▼▼▼

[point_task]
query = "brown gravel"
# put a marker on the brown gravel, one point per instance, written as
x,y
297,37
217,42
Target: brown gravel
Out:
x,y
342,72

▲▲▲

Objetivo da tarefa → Reproduza fielmente, linha por linha e sem qualquer alteração, toda a listagem acima.

Resultado da tarefa →
[point_task]
query = "brown gravel"
# put a marker on the brown gravel, one point per instance, written as
x,y
297,37
217,42
Target: brown gravel
Out:
x,y
342,72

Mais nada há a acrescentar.